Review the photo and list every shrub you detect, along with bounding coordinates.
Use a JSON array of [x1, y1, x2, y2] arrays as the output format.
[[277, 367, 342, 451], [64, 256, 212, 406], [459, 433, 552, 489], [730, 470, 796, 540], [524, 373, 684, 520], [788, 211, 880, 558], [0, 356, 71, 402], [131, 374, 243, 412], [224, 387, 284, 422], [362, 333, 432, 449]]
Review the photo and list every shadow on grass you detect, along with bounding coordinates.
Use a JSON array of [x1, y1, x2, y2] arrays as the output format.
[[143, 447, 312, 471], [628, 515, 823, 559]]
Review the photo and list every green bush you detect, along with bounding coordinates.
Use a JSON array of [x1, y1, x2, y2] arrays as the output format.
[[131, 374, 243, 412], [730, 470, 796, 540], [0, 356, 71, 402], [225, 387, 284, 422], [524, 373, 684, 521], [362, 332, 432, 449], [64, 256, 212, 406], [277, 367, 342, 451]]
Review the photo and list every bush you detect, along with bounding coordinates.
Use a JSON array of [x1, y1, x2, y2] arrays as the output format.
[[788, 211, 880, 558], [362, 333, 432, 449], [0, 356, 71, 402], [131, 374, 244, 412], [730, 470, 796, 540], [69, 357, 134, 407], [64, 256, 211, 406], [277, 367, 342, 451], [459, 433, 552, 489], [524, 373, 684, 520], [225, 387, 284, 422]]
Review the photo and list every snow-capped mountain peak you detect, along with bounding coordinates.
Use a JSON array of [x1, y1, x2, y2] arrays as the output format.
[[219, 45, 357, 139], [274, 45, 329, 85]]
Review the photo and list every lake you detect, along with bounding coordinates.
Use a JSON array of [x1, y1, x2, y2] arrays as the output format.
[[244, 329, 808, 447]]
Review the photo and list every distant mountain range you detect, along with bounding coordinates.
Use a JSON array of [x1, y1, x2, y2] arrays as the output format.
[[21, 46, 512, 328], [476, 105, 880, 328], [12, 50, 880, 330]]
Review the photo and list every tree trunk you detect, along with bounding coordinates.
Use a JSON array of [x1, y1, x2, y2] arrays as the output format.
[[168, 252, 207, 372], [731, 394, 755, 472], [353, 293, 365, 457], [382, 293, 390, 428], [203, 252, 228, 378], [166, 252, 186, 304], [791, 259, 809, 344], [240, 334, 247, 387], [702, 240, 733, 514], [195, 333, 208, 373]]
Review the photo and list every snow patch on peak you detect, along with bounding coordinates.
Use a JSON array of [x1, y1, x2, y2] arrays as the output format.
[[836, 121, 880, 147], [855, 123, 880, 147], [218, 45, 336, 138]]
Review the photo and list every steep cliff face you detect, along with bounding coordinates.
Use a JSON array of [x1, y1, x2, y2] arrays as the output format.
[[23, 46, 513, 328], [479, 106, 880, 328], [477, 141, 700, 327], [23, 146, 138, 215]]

§ **ACTIVITY**
Lines holding the string "photo" in the records above must be counted; give the number alone.

§ **RESPONSE BELOW**
10